Stated goal
Repeat the lines starting with the line that contains "Spot the distant" and going on through the line that contains "x=241, y=188", requests included, and scale every x and y coordinate in the answers by 1.3, rounding to whole numbers with halves rounded up. Leave the pictures out of the output.

Coordinate annotation entries:

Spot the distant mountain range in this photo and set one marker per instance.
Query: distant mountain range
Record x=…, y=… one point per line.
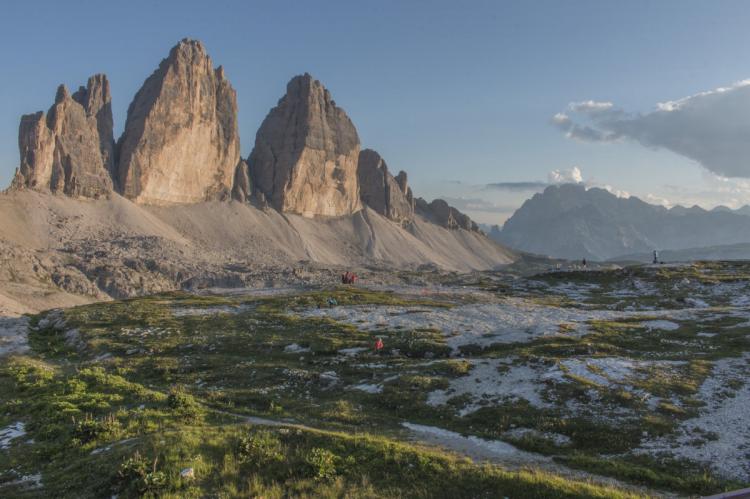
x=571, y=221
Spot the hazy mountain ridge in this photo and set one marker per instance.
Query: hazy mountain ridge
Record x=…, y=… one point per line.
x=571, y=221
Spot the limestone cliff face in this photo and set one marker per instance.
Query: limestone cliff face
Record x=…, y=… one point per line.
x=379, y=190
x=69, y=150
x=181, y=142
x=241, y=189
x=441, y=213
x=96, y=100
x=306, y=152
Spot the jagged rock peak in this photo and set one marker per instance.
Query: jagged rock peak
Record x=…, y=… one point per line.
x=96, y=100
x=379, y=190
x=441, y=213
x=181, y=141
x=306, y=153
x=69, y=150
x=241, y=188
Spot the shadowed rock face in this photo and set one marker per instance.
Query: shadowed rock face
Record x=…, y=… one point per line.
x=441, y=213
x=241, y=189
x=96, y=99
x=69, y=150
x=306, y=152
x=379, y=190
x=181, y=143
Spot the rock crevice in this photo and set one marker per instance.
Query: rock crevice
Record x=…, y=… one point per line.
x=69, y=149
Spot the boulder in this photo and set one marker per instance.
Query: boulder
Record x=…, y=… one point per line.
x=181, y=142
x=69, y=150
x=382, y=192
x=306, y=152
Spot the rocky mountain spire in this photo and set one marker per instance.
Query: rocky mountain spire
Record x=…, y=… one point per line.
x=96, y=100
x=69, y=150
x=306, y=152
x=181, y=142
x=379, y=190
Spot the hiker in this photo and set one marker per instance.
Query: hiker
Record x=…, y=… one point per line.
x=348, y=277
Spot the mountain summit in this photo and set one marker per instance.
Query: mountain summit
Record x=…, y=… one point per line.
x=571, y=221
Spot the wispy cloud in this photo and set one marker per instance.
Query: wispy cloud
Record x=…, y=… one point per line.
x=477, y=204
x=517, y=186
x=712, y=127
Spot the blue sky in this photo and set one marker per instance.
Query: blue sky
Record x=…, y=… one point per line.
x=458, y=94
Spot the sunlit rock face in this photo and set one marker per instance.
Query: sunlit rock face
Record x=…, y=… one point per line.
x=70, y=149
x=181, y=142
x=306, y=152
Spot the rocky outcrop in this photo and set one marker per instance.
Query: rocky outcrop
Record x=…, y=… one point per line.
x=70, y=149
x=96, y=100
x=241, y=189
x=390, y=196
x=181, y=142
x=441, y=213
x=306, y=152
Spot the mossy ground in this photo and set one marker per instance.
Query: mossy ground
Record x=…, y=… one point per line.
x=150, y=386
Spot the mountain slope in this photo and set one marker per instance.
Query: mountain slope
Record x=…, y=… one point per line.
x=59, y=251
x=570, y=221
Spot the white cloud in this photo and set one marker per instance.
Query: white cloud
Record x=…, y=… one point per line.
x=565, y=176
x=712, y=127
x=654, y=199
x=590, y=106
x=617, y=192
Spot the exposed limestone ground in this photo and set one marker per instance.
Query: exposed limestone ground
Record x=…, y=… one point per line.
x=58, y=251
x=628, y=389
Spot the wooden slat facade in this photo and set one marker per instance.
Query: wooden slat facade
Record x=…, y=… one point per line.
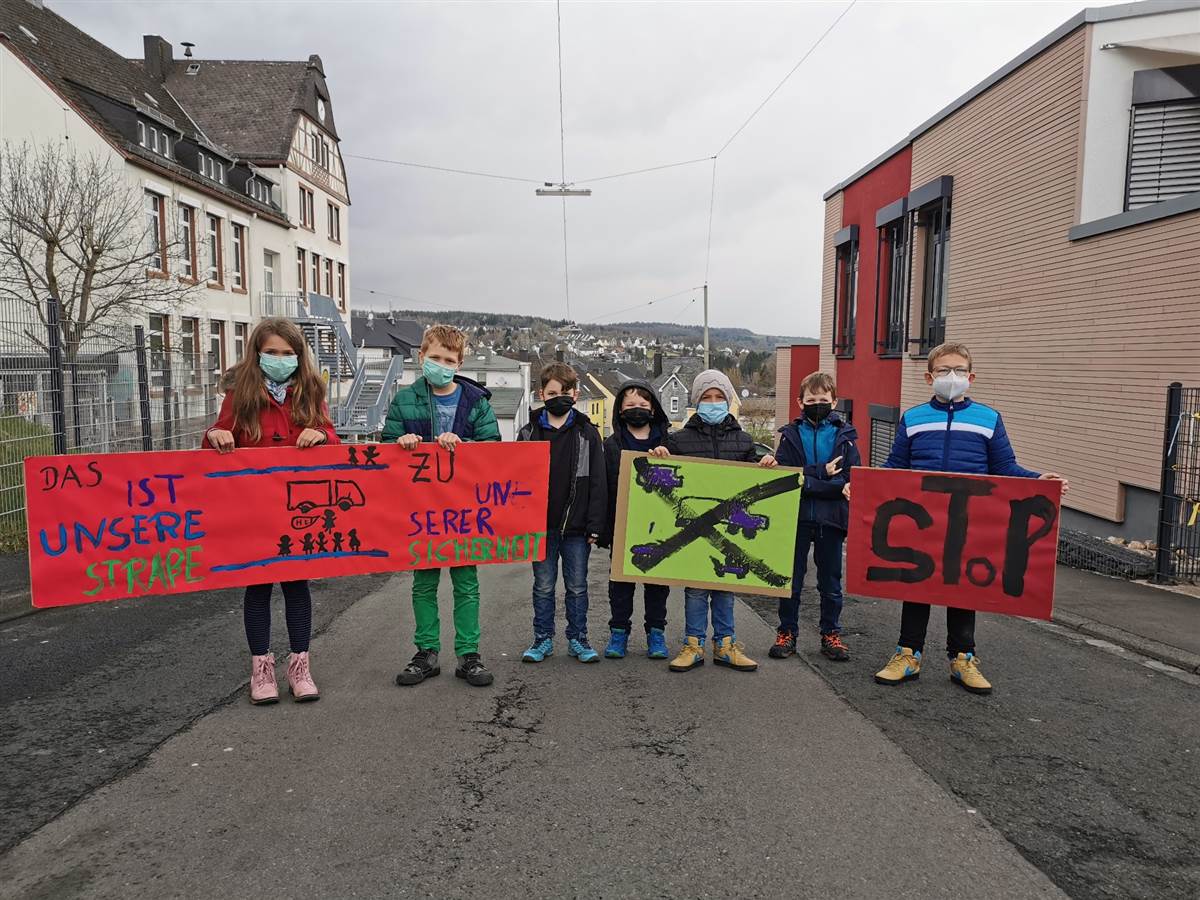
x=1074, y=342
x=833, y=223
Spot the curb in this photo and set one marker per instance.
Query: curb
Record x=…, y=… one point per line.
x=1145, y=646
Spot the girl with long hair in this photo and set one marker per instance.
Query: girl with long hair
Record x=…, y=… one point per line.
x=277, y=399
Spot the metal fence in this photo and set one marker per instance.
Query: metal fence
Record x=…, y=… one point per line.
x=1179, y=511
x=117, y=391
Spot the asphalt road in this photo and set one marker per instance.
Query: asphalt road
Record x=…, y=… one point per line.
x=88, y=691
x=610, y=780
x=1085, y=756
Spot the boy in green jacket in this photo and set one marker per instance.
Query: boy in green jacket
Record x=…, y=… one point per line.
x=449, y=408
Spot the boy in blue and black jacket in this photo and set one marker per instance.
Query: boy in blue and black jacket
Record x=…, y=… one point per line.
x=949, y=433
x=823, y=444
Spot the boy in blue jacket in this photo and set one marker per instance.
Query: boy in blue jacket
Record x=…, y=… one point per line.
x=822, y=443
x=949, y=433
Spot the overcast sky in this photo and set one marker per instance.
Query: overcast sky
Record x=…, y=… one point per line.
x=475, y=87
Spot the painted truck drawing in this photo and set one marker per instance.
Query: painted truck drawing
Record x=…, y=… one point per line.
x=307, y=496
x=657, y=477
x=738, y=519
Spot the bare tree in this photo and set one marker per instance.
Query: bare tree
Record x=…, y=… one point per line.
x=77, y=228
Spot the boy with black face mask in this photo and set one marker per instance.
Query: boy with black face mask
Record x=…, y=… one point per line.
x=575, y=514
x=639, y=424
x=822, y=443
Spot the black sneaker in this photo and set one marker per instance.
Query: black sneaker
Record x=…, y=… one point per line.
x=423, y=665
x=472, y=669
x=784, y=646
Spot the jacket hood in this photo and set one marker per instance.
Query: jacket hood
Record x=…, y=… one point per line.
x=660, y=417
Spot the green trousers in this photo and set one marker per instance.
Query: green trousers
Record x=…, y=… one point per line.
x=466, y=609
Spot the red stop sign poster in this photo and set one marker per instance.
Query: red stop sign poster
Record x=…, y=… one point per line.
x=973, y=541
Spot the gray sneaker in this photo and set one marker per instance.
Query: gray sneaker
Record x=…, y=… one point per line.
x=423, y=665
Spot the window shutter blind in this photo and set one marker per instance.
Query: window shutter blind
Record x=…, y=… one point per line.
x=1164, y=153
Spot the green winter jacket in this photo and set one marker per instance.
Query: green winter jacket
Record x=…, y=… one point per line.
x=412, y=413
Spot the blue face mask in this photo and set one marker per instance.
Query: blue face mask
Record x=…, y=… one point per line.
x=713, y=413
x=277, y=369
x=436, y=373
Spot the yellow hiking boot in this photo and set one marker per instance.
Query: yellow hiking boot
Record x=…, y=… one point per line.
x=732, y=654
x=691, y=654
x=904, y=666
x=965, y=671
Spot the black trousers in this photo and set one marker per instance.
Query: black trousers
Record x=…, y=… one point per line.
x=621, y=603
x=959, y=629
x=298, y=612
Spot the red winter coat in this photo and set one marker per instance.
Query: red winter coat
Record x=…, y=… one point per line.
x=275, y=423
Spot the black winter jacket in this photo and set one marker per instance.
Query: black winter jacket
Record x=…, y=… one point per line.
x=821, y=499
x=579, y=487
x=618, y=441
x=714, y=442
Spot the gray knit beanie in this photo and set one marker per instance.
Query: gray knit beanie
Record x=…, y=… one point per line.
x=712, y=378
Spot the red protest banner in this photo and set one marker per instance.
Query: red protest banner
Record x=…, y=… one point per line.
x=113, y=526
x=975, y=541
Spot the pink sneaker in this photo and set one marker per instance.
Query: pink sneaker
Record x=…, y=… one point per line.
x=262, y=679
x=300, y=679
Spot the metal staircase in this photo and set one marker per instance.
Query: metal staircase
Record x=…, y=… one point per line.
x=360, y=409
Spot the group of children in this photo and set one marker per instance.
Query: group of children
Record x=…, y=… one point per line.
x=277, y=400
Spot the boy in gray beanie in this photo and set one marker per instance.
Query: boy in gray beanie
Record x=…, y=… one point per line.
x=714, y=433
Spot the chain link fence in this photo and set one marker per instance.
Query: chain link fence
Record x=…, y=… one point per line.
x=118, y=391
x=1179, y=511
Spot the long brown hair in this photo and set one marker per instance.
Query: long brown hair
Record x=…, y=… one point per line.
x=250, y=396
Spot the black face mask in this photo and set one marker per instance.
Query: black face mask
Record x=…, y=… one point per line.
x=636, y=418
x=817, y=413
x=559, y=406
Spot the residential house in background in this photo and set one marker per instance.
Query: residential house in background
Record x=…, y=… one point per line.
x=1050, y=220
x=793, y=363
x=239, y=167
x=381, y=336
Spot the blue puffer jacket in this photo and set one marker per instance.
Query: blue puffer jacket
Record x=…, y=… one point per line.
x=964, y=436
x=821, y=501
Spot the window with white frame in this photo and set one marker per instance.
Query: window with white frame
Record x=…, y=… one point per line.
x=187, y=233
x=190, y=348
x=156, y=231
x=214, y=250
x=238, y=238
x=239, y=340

--

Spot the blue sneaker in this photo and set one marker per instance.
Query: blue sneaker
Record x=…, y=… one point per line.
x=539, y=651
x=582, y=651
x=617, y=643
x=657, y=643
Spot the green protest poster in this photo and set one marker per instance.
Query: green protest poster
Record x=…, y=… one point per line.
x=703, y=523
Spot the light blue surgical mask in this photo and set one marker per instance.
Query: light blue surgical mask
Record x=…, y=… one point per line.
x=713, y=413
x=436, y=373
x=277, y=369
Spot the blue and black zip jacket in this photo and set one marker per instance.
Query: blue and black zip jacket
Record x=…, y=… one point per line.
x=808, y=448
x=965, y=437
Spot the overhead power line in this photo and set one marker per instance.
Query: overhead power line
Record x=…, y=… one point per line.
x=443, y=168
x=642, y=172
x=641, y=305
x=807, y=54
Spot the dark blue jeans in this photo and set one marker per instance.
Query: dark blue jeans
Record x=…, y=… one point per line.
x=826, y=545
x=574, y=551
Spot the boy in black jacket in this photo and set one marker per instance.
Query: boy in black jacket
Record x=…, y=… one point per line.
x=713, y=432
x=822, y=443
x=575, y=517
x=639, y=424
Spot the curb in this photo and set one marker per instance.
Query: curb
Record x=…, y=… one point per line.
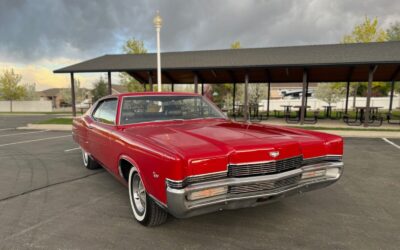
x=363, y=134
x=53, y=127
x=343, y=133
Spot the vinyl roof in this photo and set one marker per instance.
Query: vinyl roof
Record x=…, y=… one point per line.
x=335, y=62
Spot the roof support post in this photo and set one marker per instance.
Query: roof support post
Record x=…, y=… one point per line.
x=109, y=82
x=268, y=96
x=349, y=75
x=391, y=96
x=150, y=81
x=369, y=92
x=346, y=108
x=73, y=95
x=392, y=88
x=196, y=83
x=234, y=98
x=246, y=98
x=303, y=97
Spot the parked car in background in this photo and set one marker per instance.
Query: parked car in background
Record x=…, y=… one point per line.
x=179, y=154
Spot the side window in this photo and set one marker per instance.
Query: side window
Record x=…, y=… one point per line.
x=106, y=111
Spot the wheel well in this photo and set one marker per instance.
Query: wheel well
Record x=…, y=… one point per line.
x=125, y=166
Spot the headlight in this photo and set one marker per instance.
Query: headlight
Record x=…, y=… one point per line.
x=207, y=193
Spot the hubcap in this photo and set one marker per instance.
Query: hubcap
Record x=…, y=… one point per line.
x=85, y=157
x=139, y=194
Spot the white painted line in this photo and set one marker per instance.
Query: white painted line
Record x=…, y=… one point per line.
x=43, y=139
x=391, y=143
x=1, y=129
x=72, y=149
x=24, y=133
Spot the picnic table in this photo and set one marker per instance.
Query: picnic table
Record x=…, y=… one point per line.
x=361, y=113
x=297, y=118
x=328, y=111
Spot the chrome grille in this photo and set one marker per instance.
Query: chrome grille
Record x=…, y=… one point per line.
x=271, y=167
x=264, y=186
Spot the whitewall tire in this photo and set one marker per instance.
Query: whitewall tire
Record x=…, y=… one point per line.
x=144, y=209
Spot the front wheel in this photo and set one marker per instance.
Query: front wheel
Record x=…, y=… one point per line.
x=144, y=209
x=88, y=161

Solution to this problem
Spot the distant mountain range in this photo and set one marker per instance.
Query: distant mountain range
Record x=…, y=… one point per line.
x=742, y=287
Spot the hazy mountain ridge in this photo and set one marker per instance.
Query: hazy mountain ridge
Record x=…, y=… one point per line.
x=742, y=287
Spot the limestone cliff face in this photo and set one marker per instance.
Query: limestone cliff face
Record x=…, y=… one point per line.
x=493, y=247
x=90, y=195
x=235, y=185
x=313, y=246
x=573, y=277
x=125, y=130
x=398, y=198
Spot the jagged rock peak in this photo and set one marker per instance.
Query: jagged rock peak
Record x=…, y=… one point per line.
x=125, y=130
x=493, y=247
x=573, y=277
x=235, y=183
x=398, y=199
x=90, y=195
x=313, y=244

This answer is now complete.